» **DATA EXCERPTS**

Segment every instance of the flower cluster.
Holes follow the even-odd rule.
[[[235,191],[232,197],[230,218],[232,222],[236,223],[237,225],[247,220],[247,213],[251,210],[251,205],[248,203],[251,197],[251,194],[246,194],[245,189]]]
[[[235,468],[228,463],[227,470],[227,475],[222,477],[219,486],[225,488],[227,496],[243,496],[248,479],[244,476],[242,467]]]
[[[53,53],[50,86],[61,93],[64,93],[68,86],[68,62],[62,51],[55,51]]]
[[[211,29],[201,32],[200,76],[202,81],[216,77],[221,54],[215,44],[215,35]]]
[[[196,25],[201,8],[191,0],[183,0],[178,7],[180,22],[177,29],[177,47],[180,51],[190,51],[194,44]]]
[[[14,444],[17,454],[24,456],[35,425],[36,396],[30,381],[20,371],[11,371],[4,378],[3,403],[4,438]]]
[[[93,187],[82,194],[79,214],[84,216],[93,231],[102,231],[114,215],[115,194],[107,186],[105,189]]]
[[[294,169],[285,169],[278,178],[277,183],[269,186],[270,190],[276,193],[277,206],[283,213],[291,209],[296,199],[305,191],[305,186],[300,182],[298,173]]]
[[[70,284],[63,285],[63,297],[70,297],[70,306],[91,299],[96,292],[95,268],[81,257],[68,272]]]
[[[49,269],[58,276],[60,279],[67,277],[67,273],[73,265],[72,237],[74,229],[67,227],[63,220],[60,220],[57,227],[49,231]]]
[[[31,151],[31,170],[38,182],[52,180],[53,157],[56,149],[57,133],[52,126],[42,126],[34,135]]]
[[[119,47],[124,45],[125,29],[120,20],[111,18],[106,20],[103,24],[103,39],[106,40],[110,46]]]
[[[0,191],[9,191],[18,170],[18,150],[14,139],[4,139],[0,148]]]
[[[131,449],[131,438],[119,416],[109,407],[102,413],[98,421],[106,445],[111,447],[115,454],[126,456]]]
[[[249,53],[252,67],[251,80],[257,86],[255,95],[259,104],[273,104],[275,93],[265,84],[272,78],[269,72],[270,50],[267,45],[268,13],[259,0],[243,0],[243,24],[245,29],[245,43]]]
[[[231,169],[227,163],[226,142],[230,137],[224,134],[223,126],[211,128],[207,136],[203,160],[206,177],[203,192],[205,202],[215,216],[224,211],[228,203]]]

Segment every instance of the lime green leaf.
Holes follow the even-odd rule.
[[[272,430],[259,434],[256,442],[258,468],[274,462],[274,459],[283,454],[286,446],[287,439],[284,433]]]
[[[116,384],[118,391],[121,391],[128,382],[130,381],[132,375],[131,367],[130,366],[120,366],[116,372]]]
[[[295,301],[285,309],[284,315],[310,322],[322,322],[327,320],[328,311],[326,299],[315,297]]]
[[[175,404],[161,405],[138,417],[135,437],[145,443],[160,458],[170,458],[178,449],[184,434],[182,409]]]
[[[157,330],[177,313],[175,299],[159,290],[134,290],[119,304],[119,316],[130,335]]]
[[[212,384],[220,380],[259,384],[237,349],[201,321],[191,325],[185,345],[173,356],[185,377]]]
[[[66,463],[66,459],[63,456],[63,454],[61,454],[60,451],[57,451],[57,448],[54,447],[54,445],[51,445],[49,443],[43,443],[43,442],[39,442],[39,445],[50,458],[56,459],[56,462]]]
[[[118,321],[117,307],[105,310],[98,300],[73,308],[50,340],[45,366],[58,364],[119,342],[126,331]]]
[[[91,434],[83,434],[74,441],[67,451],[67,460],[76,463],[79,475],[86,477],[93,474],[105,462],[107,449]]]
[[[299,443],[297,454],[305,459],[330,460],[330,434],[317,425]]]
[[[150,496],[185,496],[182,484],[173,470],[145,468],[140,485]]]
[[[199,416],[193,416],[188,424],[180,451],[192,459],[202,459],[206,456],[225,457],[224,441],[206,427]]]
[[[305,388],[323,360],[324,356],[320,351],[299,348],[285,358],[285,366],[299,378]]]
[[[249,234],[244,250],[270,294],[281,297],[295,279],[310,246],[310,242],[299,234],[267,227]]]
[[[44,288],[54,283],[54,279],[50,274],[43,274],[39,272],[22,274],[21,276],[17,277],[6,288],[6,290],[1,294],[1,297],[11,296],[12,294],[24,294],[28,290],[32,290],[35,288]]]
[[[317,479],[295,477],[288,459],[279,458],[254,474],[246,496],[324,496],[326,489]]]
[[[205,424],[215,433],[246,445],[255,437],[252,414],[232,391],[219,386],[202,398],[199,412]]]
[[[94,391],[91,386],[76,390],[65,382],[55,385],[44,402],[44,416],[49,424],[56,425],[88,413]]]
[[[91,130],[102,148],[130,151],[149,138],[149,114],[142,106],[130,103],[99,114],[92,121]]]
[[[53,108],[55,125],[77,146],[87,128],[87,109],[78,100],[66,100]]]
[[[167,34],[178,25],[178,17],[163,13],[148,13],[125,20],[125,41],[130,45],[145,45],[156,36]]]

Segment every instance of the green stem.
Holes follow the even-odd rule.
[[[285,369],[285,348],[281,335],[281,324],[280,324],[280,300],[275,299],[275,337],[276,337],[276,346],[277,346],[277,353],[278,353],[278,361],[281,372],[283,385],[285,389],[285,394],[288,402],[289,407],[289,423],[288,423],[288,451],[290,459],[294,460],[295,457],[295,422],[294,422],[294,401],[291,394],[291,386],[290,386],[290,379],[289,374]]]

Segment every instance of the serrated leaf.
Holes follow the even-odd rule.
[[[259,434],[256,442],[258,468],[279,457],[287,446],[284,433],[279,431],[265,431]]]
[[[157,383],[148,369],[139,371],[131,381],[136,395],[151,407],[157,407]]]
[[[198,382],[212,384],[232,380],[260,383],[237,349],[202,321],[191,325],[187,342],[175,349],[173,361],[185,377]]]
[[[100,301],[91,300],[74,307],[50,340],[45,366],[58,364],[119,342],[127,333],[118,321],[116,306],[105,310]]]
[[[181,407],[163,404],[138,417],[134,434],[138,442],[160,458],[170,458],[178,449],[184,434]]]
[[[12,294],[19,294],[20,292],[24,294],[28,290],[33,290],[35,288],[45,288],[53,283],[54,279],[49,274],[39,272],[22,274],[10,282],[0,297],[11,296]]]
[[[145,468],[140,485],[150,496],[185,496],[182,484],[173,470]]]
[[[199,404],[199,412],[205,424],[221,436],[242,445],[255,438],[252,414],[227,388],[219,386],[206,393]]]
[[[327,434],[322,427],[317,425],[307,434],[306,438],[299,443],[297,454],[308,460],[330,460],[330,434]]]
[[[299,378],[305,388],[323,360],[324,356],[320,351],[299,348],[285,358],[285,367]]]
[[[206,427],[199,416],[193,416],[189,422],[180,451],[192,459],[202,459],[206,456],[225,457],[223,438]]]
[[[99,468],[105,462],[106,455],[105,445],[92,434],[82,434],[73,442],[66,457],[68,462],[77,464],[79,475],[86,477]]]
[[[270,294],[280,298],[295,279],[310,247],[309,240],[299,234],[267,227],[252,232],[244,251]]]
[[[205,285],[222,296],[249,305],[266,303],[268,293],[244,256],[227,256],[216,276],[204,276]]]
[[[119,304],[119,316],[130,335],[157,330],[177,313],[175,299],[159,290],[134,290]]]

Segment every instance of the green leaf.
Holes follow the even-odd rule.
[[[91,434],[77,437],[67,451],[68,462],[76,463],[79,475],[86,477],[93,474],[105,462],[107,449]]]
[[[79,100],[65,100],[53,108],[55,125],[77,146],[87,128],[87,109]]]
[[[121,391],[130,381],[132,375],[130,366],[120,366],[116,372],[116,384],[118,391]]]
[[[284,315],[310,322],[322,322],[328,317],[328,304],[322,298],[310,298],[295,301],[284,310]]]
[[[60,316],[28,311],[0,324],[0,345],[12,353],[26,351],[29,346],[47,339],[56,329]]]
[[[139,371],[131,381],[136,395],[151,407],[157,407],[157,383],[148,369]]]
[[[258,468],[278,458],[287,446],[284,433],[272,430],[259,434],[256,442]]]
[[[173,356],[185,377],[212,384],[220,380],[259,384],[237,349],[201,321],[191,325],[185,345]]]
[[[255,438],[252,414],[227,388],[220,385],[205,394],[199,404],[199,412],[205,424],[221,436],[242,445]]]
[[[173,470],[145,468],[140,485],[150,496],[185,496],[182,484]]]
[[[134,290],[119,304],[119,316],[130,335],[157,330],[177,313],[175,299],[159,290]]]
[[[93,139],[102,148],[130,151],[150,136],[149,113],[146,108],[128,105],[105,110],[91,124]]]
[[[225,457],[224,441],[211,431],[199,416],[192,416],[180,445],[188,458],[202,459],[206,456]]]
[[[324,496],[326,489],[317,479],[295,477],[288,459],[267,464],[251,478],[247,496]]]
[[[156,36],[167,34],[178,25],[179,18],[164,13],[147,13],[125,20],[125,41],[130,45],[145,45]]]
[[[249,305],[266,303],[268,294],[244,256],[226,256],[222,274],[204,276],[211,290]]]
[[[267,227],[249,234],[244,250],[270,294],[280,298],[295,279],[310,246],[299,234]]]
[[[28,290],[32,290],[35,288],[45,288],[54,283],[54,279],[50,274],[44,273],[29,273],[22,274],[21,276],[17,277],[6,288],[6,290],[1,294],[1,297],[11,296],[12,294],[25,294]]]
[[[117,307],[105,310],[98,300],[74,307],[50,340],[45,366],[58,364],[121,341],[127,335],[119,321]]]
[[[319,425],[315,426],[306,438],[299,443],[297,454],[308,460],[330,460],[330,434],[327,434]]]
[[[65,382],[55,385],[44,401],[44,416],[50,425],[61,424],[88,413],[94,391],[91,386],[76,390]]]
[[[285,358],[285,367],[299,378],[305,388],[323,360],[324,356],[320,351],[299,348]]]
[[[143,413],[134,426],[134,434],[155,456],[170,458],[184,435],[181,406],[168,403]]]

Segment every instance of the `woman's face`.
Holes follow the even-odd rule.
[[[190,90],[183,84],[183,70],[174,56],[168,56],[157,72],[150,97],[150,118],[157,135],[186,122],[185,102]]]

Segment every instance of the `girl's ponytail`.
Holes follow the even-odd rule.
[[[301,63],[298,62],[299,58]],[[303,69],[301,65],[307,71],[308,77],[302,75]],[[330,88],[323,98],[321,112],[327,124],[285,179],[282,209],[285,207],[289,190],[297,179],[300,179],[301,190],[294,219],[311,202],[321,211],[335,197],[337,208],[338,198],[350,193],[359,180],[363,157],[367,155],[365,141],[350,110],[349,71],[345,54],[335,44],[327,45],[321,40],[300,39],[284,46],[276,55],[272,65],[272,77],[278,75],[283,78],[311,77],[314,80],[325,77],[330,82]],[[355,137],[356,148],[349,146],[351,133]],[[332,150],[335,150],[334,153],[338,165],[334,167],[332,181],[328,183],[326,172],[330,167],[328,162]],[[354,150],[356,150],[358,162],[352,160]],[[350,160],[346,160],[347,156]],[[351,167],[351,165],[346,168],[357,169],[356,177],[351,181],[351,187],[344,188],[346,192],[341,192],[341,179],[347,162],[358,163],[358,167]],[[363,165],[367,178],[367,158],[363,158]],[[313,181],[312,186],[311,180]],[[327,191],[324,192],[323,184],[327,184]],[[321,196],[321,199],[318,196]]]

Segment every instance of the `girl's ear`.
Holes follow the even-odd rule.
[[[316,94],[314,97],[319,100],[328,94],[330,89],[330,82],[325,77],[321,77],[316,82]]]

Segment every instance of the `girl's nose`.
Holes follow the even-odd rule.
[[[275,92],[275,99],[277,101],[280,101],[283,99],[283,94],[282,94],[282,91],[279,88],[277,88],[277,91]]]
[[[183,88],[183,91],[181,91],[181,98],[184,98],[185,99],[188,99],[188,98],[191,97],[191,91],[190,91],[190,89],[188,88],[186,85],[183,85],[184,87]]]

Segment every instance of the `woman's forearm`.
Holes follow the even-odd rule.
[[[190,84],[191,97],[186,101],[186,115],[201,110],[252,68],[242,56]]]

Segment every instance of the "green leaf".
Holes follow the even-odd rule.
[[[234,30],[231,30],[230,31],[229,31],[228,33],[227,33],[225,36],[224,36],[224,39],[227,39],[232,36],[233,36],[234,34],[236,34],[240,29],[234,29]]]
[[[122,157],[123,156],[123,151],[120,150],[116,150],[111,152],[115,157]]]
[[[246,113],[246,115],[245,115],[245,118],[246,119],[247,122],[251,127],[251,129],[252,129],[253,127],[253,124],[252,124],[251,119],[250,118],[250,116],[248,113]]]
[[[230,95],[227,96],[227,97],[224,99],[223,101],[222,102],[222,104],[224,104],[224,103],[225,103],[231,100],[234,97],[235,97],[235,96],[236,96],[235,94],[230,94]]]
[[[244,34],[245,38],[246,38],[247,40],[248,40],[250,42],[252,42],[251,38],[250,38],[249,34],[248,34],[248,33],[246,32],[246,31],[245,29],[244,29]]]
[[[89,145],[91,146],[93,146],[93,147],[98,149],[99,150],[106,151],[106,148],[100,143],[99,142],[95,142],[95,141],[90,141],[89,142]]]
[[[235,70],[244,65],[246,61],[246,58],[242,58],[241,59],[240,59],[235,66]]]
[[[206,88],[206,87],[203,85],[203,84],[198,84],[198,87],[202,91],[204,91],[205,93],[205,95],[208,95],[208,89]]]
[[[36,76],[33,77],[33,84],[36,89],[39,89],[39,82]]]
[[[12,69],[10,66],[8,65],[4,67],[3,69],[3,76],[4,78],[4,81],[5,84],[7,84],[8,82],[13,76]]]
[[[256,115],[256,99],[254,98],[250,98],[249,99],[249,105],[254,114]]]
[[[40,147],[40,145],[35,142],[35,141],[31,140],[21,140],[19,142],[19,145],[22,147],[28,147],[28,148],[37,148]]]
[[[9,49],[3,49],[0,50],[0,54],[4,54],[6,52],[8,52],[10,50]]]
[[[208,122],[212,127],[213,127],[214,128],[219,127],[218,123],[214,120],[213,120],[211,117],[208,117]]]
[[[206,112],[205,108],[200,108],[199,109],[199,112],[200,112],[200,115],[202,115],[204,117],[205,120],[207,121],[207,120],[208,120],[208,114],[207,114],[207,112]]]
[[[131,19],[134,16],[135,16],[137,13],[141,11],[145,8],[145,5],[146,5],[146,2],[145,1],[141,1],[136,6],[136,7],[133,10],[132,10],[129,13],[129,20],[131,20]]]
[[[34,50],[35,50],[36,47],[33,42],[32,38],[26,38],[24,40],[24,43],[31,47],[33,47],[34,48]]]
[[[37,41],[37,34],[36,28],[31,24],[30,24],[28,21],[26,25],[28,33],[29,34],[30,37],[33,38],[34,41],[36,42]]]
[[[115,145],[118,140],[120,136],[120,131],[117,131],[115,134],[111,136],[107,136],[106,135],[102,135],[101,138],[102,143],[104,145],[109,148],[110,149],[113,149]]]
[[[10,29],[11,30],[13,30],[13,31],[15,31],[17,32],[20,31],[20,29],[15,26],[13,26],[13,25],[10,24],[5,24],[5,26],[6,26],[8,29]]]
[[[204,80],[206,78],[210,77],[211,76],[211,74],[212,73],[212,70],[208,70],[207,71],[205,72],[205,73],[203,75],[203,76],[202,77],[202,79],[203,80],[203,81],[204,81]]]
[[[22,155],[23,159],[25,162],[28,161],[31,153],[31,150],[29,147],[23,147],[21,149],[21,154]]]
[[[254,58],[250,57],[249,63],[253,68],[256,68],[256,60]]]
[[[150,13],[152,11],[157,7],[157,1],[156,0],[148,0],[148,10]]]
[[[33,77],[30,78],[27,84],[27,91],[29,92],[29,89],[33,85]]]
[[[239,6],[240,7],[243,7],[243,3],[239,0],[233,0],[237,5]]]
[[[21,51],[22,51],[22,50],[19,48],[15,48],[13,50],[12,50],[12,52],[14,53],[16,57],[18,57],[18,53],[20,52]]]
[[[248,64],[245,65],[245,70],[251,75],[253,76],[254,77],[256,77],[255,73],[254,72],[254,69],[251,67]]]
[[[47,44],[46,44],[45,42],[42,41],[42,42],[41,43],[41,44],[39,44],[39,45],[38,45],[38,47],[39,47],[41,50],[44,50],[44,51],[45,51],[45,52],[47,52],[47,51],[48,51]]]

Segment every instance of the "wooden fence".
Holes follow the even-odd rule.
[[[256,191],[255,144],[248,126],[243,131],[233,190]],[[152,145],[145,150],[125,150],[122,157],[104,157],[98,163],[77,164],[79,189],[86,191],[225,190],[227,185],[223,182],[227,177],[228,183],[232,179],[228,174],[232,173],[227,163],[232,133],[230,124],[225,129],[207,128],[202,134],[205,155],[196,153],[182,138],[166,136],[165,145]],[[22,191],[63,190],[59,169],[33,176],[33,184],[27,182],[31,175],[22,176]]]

» **YOUR TASK**
Pull out every line of the rows above that contains the word "woman". Case counts.

» **RESPONSE TO THIS TASK**
Segment every instance of the `woman's face`.
Segment every instance of the `woman's forearm`.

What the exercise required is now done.